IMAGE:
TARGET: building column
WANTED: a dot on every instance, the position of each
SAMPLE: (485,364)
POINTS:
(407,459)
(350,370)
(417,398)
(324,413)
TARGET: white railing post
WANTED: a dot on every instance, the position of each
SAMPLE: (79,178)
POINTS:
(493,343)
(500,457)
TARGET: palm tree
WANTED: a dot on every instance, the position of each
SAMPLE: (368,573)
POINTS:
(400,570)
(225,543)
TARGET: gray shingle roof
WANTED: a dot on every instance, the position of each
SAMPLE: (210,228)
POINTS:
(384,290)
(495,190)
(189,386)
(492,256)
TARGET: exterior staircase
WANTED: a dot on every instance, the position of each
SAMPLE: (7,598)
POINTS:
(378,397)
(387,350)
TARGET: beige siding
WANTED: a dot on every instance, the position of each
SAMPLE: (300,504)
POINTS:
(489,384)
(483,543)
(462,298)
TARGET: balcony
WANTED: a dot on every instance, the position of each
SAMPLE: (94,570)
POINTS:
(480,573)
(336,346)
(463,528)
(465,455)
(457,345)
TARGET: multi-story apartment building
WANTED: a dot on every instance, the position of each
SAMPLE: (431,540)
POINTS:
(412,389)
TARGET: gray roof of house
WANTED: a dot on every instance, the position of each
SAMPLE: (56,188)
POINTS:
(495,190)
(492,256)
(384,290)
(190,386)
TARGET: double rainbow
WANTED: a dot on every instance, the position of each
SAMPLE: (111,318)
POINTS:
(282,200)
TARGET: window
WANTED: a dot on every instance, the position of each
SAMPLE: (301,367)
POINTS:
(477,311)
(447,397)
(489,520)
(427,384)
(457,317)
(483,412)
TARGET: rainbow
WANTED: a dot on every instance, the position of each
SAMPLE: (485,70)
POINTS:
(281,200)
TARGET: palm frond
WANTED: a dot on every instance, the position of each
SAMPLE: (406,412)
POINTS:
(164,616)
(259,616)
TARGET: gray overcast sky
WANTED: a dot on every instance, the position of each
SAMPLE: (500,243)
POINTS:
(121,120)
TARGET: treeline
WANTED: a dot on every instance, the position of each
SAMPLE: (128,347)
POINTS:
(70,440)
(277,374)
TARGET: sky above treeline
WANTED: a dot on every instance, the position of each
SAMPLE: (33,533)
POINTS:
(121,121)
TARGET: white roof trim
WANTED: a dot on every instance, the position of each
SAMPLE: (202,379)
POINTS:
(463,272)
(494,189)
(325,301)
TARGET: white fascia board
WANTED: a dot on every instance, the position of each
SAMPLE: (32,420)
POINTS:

WHAT THE TASK ASKS
Reproduce all of the records above in full, switching every occurrence of "white" to "off-white" and leaving everything else unchanged.

FINISHED EXERCISE
IMAGE:
TARGET: building column
WANTED: a dot on every instance, the position of each
SAMPLE: (485,364)
POINTS:
(407,459)
(350,370)
(417,398)
(324,413)
TARGET: off-white railing post
WANTED: a dot on every instance, the position of each
SAMPLE: (79,178)
POINTS:
(493,343)
(500,457)
TARGET: palm tree
WANTED: a dot on every instance, the position of each
SAMPLE: (368,573)
POINTS:
(400,570)
(225,543)
TARGET: gray shingle roof
WANTED: a dot on every instance, the position of each
SAMPLE: (210,228)
POINTS:
(384,290)
(495,190)
(189,386)
(492,256)
TARGET: exterior staircase
WANTED: a dot on every instance, the position of each
SAMPLE: (7,598)
POINTS:
(378,397)
(387,350)
TARGET: beige siding
WANTED: a dot on every instance, the position of each
SAMPLE: (300,504)
POINTS:
(489,384)
(483,543)
(462,298)
TARGET: balcony
WANTED: a dot on every instance, the position of each
SAMPLE: (94,570)
POINTS:
(480,573)
(336,346)
(463,528)
(465,455)
(457,345)
TARGET: multi-story apartment building
WANTED: a dot on every instance, the position of each
SAMPLE: (431,540)
POINTS:
(412,389)
TARGET: gray roof of house
WANTED: a dot on every instance, the position of each
SAMPLE: (56,188)
POINTS:
(495,190)
(492,256)
(384,290)
(190,386)
TARGET: double rainbow
WANTED: a dot on every instance, the position of each
SAMPLE: (111,318)
POINTS:
(282,200)
TARGET: window
WANTED: a dot on every instance, the position of each
SAMPLE: (301,367)
POINTS:
(477,311)
(447,397)
(489,520)
(427,384)
(457,317)
(483,412)
TARGET: rainbow
WANTED: a dot on every instance, the position of each
SAMPLE: (485,70)
POINTS:
(281,200)
TARGET: palm frond
WANTED: a dot on every instance, the position of each
SAMPLE: (406,412)
POINTS:
(164,616)
(259,616)
TARGET: gray overcast sky
WANTED: a dot on every instance, the position of each
SAMPLE: (500,243)
POINTS:
(121,120)
TARGET: treeline
WANTED: a dot on every instance, the position of each
SAMPLE: (128,347)
POINTS:
(70,440)
(277,374)
TARGET: sky above treeline
WANTED: a dot on every instance, the position of each
SAMPLE: (33,533)
POINTS:
(121,121)
TARGET: off-white roof trim
WANTED: a dot on every instance, the position of each
SAMPLE: (202,379)
POINTS:
(463,272)
(494,189)
(325,301)
TARGET: off-white fascia board
WANTED: a dot on every instance, the position of each
SAMPLE: (32,420)
POINTS:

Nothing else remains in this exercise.